:: SELECTED EXTRACT ::
+---+

Personally i've been diagnosed with narcolepsy, but it took 9-10 years of
problems and my life falling apart before any doctor caught it (finally having
insurance thanks to the ACA). Modafinil helps me to be a little more
functional during the day, and i'm really grateful for that.

Frequent dozing, microsleeps, like you're experiencing, even after a full
nights sleep, are indicative that there is an issue here worth investigating.

------
tokenadult
From the article, "'The problem with these studies is that they give you good
information about association but not causation,' said Timothy Morgenthaler,
president of the American Academy of Sleep Medicine, which represents sleep
doctors and researchers, and a professor of medicine at the Mayo Clinic Center
for Sleep Medicine." Yep. It's painfully difficult and expensive to conduct a
good randomized treatment-control study of sleep duration with an adequate
sample size for figuring out what is optimal as a population central tendency.
I think the observation that many people put in a quiet, dark room in daylight
hours will fall asleep is one hint that more Americans get too little sleep
than too much sleep at night, but there is still more research needed.

+---+

:: RECORD EXTRACTS ::
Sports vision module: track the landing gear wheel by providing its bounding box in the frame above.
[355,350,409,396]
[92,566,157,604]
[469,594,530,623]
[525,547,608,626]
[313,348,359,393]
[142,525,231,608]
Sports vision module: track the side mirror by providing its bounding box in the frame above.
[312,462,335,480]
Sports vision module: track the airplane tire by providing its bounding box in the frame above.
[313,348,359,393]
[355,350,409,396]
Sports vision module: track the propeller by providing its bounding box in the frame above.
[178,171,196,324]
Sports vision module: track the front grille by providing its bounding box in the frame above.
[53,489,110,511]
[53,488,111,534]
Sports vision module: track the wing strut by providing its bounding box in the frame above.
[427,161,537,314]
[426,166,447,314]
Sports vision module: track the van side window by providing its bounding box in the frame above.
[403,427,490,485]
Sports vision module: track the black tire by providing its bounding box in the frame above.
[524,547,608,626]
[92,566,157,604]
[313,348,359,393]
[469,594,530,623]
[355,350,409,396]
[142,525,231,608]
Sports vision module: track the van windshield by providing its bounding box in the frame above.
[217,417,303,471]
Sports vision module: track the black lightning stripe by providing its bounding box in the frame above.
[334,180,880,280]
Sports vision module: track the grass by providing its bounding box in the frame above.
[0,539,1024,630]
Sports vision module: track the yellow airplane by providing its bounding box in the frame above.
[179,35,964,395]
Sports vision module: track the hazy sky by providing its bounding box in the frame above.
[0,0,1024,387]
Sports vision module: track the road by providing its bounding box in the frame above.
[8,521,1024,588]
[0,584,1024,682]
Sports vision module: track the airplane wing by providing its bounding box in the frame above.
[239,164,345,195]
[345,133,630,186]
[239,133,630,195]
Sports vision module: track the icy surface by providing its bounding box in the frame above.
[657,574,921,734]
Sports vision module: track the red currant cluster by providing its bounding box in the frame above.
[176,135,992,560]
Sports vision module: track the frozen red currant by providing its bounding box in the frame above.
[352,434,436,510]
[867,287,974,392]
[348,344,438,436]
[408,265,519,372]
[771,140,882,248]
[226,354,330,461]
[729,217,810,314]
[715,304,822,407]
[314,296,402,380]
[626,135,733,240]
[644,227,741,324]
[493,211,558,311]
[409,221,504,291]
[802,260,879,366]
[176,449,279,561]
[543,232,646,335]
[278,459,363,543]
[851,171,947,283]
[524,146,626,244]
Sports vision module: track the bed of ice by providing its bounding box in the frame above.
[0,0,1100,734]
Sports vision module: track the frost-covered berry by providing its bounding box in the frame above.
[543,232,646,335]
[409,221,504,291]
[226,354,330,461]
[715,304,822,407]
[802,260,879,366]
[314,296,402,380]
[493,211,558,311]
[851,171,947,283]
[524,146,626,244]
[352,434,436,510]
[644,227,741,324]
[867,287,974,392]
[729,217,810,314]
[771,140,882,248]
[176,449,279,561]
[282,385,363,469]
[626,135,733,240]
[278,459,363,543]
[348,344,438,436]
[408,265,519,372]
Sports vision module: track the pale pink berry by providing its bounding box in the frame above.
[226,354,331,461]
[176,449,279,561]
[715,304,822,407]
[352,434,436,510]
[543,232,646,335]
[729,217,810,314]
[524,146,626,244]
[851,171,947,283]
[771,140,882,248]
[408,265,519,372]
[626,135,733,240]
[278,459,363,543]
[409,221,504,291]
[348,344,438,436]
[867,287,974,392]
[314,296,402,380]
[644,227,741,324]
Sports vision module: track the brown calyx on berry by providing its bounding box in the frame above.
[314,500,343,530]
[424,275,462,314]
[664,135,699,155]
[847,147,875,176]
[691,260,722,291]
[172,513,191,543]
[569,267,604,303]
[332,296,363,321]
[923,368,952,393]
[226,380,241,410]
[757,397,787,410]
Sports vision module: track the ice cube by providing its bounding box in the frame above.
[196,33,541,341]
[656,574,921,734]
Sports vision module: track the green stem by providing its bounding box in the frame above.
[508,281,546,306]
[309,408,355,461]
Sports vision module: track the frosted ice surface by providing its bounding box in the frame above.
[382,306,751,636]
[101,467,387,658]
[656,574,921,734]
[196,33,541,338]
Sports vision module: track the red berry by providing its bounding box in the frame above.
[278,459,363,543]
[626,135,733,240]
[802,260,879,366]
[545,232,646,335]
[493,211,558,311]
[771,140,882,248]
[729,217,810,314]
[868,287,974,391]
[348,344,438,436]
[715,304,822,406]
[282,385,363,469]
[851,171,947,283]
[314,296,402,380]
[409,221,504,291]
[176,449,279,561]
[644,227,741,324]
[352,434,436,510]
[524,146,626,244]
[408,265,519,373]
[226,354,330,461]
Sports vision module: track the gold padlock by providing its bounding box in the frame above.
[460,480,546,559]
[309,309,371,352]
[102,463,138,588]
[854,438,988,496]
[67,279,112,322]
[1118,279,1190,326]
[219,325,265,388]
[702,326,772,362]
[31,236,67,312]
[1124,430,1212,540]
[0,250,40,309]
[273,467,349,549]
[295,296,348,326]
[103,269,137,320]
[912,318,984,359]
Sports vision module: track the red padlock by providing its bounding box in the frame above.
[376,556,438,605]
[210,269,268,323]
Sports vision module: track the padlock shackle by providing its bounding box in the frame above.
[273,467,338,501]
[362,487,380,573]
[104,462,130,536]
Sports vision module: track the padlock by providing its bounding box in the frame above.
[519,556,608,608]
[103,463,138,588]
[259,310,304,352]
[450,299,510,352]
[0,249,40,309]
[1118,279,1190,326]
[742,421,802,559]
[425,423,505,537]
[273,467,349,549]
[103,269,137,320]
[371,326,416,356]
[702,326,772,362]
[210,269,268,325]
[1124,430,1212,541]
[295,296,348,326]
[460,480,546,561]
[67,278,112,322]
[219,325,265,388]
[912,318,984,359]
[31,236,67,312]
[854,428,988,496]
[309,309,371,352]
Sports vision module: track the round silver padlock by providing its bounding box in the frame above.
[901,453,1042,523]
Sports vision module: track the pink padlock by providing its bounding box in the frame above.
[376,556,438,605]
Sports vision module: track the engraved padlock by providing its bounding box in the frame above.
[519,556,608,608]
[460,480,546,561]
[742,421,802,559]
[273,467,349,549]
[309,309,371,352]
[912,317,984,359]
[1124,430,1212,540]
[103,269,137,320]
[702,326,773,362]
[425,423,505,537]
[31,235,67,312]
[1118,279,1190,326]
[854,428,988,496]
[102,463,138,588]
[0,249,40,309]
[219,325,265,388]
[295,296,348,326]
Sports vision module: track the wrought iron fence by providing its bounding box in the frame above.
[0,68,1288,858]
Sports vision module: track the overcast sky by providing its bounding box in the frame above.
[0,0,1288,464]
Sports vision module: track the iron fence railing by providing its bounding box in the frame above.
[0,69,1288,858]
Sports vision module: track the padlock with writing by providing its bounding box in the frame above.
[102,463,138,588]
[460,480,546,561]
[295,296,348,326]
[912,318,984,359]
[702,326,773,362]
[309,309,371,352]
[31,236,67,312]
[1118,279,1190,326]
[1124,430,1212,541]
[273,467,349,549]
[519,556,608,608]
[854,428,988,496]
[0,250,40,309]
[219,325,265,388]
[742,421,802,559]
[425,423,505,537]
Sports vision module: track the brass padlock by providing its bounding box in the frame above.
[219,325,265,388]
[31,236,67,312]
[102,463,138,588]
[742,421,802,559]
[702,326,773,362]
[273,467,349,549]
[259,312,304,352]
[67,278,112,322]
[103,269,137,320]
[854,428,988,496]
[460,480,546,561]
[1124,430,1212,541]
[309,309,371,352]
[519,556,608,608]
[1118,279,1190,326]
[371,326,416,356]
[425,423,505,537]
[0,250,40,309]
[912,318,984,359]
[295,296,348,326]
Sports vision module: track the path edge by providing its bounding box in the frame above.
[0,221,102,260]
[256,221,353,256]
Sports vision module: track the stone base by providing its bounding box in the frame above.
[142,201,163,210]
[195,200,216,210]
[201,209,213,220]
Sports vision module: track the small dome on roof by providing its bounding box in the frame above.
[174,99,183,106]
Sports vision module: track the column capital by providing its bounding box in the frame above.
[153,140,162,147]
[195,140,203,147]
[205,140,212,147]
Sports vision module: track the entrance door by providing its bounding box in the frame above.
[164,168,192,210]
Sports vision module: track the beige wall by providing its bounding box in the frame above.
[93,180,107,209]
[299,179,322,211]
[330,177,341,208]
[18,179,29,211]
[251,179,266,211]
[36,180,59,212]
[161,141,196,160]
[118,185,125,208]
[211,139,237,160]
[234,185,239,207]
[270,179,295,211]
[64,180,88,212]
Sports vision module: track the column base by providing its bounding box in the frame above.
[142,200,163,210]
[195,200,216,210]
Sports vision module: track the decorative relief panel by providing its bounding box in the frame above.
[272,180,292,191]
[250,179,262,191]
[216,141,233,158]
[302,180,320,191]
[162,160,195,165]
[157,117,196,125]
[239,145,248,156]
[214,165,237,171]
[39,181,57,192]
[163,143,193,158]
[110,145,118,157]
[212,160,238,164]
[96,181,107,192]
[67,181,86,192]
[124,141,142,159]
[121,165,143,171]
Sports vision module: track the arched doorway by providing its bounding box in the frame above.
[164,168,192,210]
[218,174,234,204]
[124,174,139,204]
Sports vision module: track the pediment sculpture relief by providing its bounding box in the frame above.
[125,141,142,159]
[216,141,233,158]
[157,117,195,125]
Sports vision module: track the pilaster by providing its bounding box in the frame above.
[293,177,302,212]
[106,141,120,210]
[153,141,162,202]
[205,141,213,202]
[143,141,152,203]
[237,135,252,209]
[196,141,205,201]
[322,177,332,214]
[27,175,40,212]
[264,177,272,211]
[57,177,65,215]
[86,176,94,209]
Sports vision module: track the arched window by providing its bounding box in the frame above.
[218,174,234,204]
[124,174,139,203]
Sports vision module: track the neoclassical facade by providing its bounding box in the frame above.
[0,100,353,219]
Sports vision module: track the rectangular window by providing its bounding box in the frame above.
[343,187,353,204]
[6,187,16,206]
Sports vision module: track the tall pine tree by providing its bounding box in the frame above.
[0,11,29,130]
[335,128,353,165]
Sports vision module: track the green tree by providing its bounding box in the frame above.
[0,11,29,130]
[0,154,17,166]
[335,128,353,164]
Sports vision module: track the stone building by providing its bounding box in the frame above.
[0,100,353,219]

+---+

:: THE PROBLEM ::
In the sleep discussion above, Timothy Morgenthaler is president of which organization?

:: YOUR RESPONSE ::
The American Academy of Sleep Medicine.